[Items from a data source]
:::
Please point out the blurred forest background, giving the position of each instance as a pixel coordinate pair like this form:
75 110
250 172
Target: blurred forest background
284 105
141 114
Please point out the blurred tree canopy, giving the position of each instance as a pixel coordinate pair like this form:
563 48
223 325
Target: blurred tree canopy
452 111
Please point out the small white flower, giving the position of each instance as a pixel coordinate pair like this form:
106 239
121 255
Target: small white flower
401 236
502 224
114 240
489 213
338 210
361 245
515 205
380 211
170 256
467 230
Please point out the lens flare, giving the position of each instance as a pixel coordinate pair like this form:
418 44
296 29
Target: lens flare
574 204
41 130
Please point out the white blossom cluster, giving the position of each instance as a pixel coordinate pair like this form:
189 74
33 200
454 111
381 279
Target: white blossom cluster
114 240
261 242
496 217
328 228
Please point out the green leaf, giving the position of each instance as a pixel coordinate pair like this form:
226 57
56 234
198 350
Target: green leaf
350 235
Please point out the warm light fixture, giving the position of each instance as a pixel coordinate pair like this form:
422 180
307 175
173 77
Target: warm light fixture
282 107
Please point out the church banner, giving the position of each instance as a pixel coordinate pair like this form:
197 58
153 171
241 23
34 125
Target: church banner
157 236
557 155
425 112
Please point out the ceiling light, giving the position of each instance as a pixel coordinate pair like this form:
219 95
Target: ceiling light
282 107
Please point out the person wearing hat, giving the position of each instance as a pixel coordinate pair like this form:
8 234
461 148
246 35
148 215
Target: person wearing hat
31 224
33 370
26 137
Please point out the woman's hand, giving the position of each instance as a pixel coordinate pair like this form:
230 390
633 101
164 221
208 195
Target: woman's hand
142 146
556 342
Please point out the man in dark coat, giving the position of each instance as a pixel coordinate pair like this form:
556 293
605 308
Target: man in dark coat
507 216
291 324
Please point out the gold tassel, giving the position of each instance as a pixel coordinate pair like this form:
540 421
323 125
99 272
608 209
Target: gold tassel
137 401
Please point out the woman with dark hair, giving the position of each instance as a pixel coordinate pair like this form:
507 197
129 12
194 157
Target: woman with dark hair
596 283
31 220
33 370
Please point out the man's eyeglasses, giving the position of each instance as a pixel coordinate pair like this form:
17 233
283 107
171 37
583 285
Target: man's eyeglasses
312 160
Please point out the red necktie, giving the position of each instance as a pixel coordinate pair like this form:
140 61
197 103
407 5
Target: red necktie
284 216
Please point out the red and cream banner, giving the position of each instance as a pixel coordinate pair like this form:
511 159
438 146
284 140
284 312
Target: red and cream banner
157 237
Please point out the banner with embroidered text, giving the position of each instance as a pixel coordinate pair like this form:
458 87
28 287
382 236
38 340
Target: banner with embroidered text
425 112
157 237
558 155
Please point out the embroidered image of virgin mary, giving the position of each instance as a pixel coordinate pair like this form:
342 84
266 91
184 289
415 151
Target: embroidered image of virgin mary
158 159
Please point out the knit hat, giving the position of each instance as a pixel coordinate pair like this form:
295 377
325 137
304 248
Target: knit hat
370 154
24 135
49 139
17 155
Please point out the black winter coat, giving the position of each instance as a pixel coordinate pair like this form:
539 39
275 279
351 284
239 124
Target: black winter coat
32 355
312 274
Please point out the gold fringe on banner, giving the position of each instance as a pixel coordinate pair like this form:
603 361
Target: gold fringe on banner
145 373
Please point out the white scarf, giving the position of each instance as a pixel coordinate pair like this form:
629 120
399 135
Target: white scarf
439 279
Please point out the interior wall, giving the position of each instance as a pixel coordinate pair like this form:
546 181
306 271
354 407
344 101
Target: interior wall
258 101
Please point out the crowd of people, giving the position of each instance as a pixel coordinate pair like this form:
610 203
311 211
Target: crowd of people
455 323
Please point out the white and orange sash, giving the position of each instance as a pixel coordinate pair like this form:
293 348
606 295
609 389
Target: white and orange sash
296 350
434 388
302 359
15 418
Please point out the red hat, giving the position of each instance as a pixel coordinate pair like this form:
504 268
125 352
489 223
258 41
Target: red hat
:::
◆ **Exercise**:
Copy these lines, swapping every "point out" for "mark" and keeping everything else the same.

◆ **Answer to the exercise**:
Please mark the blurred forest background, giving the position of each instance as a pixel coordinate pair like this form:
75 110
250 172
Target: blurred forest background
284 105
141 114
Please mark the blurred tree canopy, giving the position of each instance as a pixel coordinate pair like this form:
563 48
223 325
Target: blurred tree canopy
452 111
Please mark the small white flower, giving the position of each instance as a pixel coordinate pair like this form:
106 239
121 255
Target: small white flower
401 236
502 224
114 240
489 213
338 210
361 245
515 205
380 211
170 256
467 230
Please mark the lens flare, giving the position of each instance as a pixel coordinate pair like this form:
418 44
296 29
Target: lens flare
574 204
41 130
Please mark the white blossom cluster, giving the position of each instance as a pixel coordinate pair like this form:
189 74
33 200
454 111
381 279
Target: white blossom cluster
114 240
261 242
496 217
328 228
Please mark the green leaf, giving the position of each instance as a pixel coordinate pair like this form:
226 57
56 234
198 350
Target: green leaf
350 235
Please mark the warm light fixture, giving the position of each instance as a pixel coordinate pair like this form:
422 180
307 175
173 77
Target: warm light fixture
282 107
Please mark the church banner, giving the position of each instance as a pixel coordinate pair like this form:
197 58
153 171
241 23
34 125
Target: church banner
157 236
557 155
425 112
Please mark the ceiling light, giving the position of each instance as a pixel coordinate pair like this form:
219 95
Target: ceiling light
282 107
Please mark the person wearing hat, giving the position of each instance as a pixel coordinate pair like this form:
8 234
461 148
246 35
148 215
Target: person wearing hat
31 224
33 370
26 137
Please mark the woman's hand, giving the position of each instance as a pixel coordinate pair like this form:
230 390
633 101
164 221
208 195
Target: woman's hand
142 146
556 342
Please mark the man in dark coat, giving the position of each instance as a pixel coordinate pair like this form:
556 293
605 308
Target: man in dark coat
507 216
291 324
Please mark the gold tassel, giving the position of each instance as a pixel coordinate pair like this form:
540 421
323 125
99 272
608 209
Target: gold tassel
137 401
Please mark the woman with dark hair, giving the position of each instance as a pixel coordinate pair like this form:
507 197
129 12
194 157
Target: woman with dark hair
596 283
31 220
33 370
Please mark the man's eyeglasses, giving the position of each instance as a pixel coordinate pair like this form:
17 233
283 107
171 37
583 285
Target: man's eyeglasses
312 160
Please mark the red necktie, giving the position of each instance as a pixel coordinate pair like this form:
140 61
197 103
407 5
Target: red necktie
284 216
Please mark the red and cream banner, giving the position of each instance as a pixel coordinate pair like this form:
511 159
438 146
284 140
284 312
Target: red and cream banner
157 237
Please mark the banner with embroidered text, giving the position of each instance as a pixel coordinate pair like this form:
458 87
28 287
382 236
38 340
Target: banner with embroidered text
425 112
157 237
558 155
Please mark the embroidered image of virgin mary, giving the position of each instance as a pixel coordinate pair like this form:
342 84
266 91
184 289
415 151
Target: embroidered image of virgin mary
158 159
Please mark the knit hat, giving the position of each instance as a pixel coordinate pair like this form:
295 377
325 137
304 248
Target: knit hat
370 154
24 135
49 139
17 155
Please mark the black winter coat, giving the position of each instance as a pixel coordinate pair like this form:
539 39
275 279
351 284
239 124
Target: black winter coat
32 355
312 274
Please mark the gold fringe on banner, giving the position of each instance as a pixel coordinate pair like this form:
603 361
Target: gold fringe on banner
145 373
Please mark the white scarf, giving the position of each instance as a pixel coordinate pair like this form:
629 120
399 135
Target: white scarf
439 279
Please mark the interior wall, giving the position of each instance as a pixel coordinate pair like this form:
546 181
306 271
354 407
344 101
Target: interior wall
258 101
Please mark the crowd of people, giving the position of each instance as a pixel coordinate pair like this form:
610 203
311 211
Target: crowd of people
455 323
Please mark the white and orange sash, giving the position of each instance as a pixel coordinate pair like this form:
293 348
606 295
609 389
Target: white and orange sash
296 350
434 388
302 359
15 418
Please mark the red hat, giving the position of each instance as a pixel coordinate pair like this form:
504 268
125 352
489 223
258 41
Target: red hat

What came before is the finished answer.